### Passage shown ###
The punch 10 and blank holder 30 are configured to be movable relative to the die 20 and pad 40 in the press direction P. In the press forming apparatus 100, the punch 10 and blank holder 30 may be moved in the press direction P by a drive mechanism (not shown) such as a fluid pressure cylinder, or the die 20 and pad 40 may be moved in the press direction P. The blank holder 30 is movable relative to the punch 10 in the press direction P by a drive mechanism (not shown) such as a cushion. Although not particularly limited, the press direction P is, for example, a vertical direction.

FIG. 2 is a cross-sectional view of the press forming apparatus 100 shown in FIG. 1. The cross-sectional view of the press forming apparatus 100 is a cross-section of the press forming apparatus 100 cut along a plane perpendicular to the longitudinal direction of the punch 10. The direction perpendicular to the press direction P on the cross-sectional view of the press forming apparatus 100 is called the width direction of the press forming apparatus 100. For ease of explanation, FIG. 2 shows only one side of the center line CL in the width direction of the cross-sectional view of the press forming apparatus 100.

Referring to FIG. 2, the punch 10 includes a punch top surface 11, a punch shoulder 12, and a punch side surface 13.

The punch top surface 11 is a surface that intersects with the press direction P. In a cross-sectional view of the press forming apparatus 100, the punch top surface 11 extends substantially in the width direction. The punch shoulder 12 is continuous with the punch top surface 11. In a cross-sectional view of the press forming apparatus 100, the punch shoulder 12 has, for example, a substantially arc shape. The punch side surface 13 is continuous with the punch shoulder 12 on the opposite side of the punch top surface 11. The punch side surface 13 is connected to the punch top surface 11 via the punch shoulder 12. In a cross-sectional view of the press forming apparatus 100, the punch side surface 13 extends from the punch shoulder 12 substantially in the press direction P. In a cross-sectional view of the press forming apparatus 100, the punch side surface 13 may be parallel to the press direction P or may be inclined with respect to the press direction P.
###
* Given exercise A *
In the press forming passage, what shape is the punch shoulder 12 given as an example in a cross-sectional view?
* Given exercise B *
Rewrite the stretch of the press forming passage from "The punch 10 and blank holder 30 are" through "a vertical direction.", replacing "cushion" with "spring".
### Data section ###
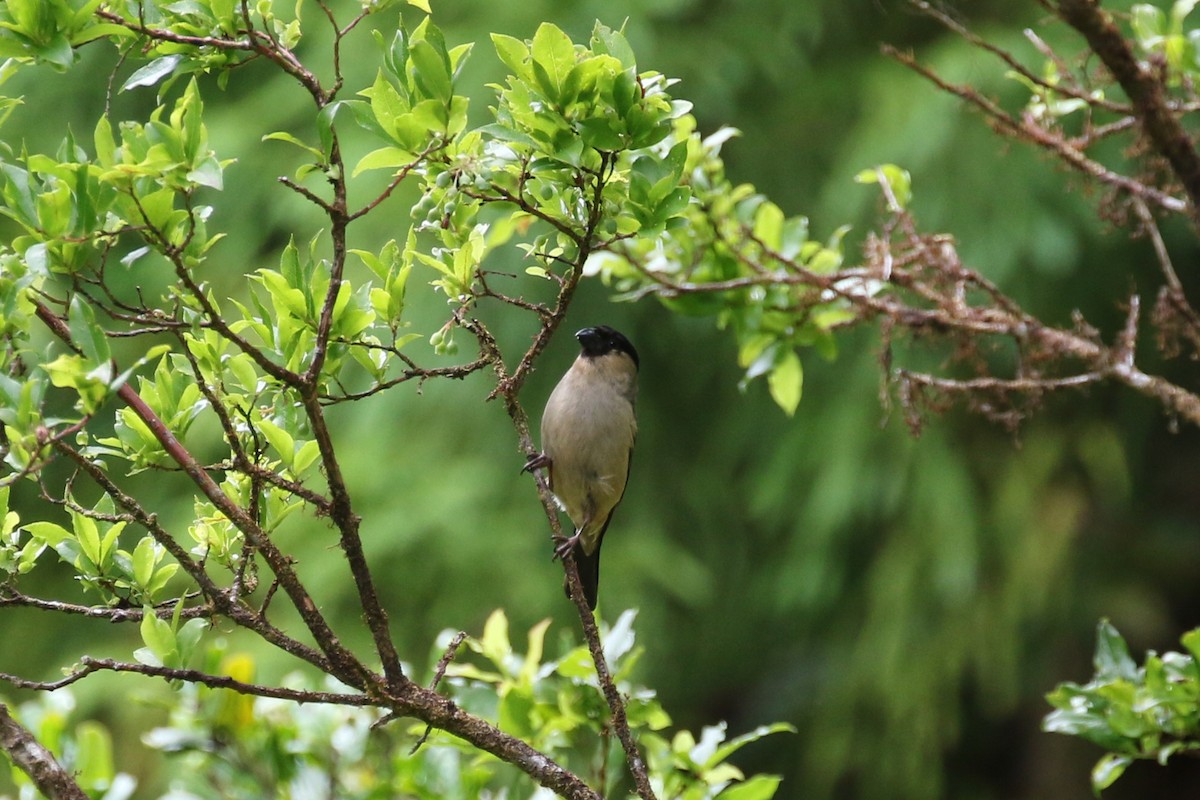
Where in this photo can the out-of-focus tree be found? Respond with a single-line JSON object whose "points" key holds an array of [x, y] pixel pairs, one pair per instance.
{"points": [[966, 554]]}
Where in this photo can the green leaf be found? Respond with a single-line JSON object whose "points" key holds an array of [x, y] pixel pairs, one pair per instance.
{"points": [[49, 533], [94, 762], [145, 554], [85, 332], [1108, 770], [495, 643], [153, 72], [389, 157], [283, 136], [431, 71], [1113, 657], [280, 439], [159, 638], [895, 180], [514, 53], [553, 58], [786, 382], [760, 787]]}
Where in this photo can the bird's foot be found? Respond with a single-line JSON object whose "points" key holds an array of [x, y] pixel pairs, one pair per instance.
{"points": [[537, 462], [564, 545]]}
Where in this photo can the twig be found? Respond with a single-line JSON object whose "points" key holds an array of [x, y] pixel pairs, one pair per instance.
{"points": [[35, 761], [1143, 86]]}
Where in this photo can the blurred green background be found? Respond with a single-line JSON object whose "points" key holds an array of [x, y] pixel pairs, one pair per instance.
{"points": [[904, 601]]}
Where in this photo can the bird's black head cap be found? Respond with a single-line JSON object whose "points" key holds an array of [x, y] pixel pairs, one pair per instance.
{"points": [[603, 340]]}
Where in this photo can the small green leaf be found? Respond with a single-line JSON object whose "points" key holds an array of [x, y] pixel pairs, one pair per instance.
{"points": [[159, 638], [553, 58], [1108, 770], [760, 787], [786, 383], [153, 72], [1113, 657], [280, 439]]}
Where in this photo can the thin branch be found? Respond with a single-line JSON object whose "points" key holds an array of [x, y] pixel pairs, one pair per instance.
{"points": [[342, 662], [88, 666], [1027, 131], [35, 761], [1143, 86]]}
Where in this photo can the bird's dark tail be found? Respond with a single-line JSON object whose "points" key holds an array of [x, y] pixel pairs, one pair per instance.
{"points": [[589, 573]]}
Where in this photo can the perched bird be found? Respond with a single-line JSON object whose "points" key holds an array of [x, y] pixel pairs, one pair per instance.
{"points": [[587, 440]]}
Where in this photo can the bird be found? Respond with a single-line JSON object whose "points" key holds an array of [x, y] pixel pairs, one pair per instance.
{"points": [[587, 437]]}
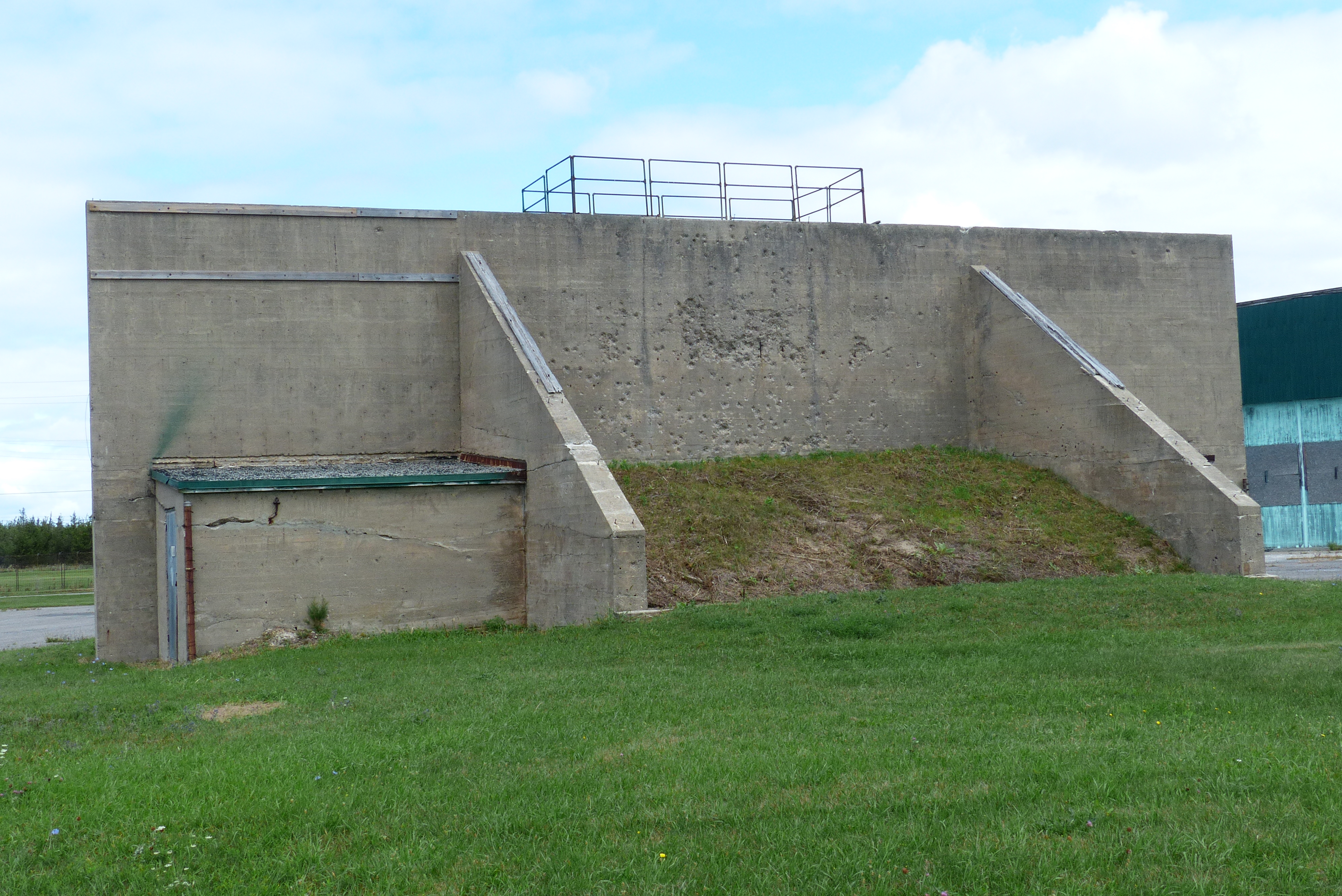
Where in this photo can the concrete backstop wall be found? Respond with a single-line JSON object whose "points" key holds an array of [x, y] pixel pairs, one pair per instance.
{"points": [[673, 340]]}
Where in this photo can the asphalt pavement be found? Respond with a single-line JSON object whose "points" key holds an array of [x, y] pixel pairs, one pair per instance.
{"points": [[33, 628], [1305, 567]]}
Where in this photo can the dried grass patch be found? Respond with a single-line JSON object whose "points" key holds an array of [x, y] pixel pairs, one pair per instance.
{"points": [[229, 712], [725, 530]]}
###
* Worked solution A *
A substantially arc shape.

* Worked solution B *
The punch 10 and blank holder 30 are configured to be movable relative to the die 20 and pad 40 in the press direction P. In the press forming apparatus 100, the punch 10 and blank holder 30 may be moved in the press direction P by a drive mechanism (not shown) such as a fluid pressure cylinder, or the die 20 and pad 40 may be moved in the press direction P. The blank holder 30 is movable relative to the punch 10 in the press direction P by a drive mechanism (not shown) such as a spring. Although not particularly limited, the press direction P is, for example, a vertical direction.